[Start of Passage to read]

This, as you say, yields the MLE $$\hat\theta(\mathbf X,\mathbf Y)=\sqrt{\frac{\overline X}{\overline Y}}$$, where $\overline X,\overline Y$ are the sample means.

Now $X_i$'s are i.i.d $\mathsf{Exp}$ with mean $\theta$, and $Y_i$'s are i.i.d $\mathsf{Exp}$ with mean $1/\theta$, where $X_i,Y_i$ are independent.

Or, $$\frac{2}{\theta}X_i\stackrel{\text{ i.i.d }}\sim\chi^2_2\quad,\text{ independent of }\quad2\theta Y_i\stackrel{\text{ i.i.d }}\sim\chi^2_2$$

Therefore summing over the observations, we have

$$\frac{2}{\theta}n\overline X\sim\chi^2_{2n}\quad,\text{ independent of }\quad 2\theta n\overline Y\sim\chi^2_{2n}$$

Taking ratio of the statistics gives $$\frac{\overline X}{\theta^2 \overline Y}\sim F_{2n,2n}$$

So the (exact) distribution of the MLE $\hat\theta$ can be expressed as $$\frac{\hat\theta}{\theta}\stackrel{d}{=} \sqrt F\quad,\text{ where }F\sim F_{2n,2n}$$


Since by (weak) law of large numbers $\frac{1}{n}\sum\limits_{i=1}^n X_i\stackrel{P}\longrightarrow E(X_1)=\theta$ and $\frac{1}{n}\sum\limits_{i=1}^n Y_i\stackrel{P}\longrightarrow E(Y_1)=\frac{1}{\theta}$,

$$\hat\theta^2=\frac{\frac{1}{n}\sum\limits_{i=1}^n X_i}{\frac{1}{n}\sum\limits_{i=1}^n Y_i}\stackrel{P}\longrightarrow \frac{E(X_1)}{E(Y_1)}=\theta^2$$

And by continuous mapping theorem, $$\hat\theta \stackrel{P}\longrightarrow \theta$$

This further implies convergence in distribution. So as one might expect, the asymptotic distribution of $\hat\theta$ is degenerate at $\theta$.

[End of Passage to read]
[Start of Rows]

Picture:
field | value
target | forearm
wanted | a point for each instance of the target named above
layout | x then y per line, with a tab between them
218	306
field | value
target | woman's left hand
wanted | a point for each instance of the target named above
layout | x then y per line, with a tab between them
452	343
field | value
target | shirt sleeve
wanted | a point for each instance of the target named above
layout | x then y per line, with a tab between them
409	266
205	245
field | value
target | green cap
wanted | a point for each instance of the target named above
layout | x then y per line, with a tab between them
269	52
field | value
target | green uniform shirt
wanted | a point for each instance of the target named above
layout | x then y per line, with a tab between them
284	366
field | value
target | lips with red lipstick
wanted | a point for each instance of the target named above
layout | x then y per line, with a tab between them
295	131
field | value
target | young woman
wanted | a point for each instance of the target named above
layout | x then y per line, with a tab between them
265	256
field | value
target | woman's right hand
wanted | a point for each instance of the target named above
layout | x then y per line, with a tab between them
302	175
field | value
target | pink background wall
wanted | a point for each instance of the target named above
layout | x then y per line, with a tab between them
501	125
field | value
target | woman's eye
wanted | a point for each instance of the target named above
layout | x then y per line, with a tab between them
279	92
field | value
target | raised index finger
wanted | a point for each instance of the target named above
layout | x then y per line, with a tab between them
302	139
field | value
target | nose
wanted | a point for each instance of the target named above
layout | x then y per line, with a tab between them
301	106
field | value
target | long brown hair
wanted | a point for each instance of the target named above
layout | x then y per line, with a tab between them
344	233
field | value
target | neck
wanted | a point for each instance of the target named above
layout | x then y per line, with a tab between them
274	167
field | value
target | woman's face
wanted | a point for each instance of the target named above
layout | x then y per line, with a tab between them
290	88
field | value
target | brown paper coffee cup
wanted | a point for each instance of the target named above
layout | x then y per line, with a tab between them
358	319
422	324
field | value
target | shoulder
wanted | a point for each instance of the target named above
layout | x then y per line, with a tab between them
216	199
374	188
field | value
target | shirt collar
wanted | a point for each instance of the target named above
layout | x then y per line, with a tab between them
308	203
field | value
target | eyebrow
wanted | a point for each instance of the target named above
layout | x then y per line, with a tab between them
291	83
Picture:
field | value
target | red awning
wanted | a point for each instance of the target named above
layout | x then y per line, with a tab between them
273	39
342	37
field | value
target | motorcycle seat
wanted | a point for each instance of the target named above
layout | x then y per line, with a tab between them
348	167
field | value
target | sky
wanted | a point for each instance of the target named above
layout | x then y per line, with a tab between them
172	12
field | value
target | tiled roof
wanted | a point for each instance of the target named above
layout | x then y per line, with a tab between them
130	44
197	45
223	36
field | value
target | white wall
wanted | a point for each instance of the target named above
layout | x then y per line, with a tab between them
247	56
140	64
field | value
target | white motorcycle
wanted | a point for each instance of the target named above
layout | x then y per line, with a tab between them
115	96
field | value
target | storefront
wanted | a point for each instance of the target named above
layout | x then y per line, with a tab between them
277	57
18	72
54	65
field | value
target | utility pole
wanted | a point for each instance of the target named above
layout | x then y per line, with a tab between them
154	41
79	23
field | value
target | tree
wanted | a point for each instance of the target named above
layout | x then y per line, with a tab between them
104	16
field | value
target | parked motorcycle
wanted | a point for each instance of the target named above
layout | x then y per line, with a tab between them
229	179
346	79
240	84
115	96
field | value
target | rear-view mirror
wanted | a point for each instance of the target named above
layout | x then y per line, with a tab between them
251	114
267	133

[End of Rows]

■ What you have to do ■
Rewrite the MLE passage from "Since by (weak)" to "degenerate at $\theta$.", changing "degenerate" to "concentrated".

■ Full answer ■
Since by (weak) law of large numbers $\frac{1}{n}\sum\limits_{i=1}^n X_i\stackrel{P}\longrightarrow E(X_1)=\theta$ and $\frac{1}{n}\sum\limits_{i=1}^n Y_i\stackrel{P}\longrightarrow E(Y_1)=\frac{1}{\theta}$,

$$\hat\theta^2=\frac{\frac{1}{n}\sum\limits_{i=1}^n X_i}{\frac{1}{n}\sum\limits_{i=1}^n Y_i}\stackrel{P}\longrightarrow \frac{E(X_1)}{E(Y_1)}=\theta^2$$

And by continuous mapping theorem, $$\hat\theta \stackrel{P}\longrightarrow \theta$$

This further implies convergence in distribution. So as one might expect, the asymptotic distribution of $\hat\theta$ is concentrated at $\theta$.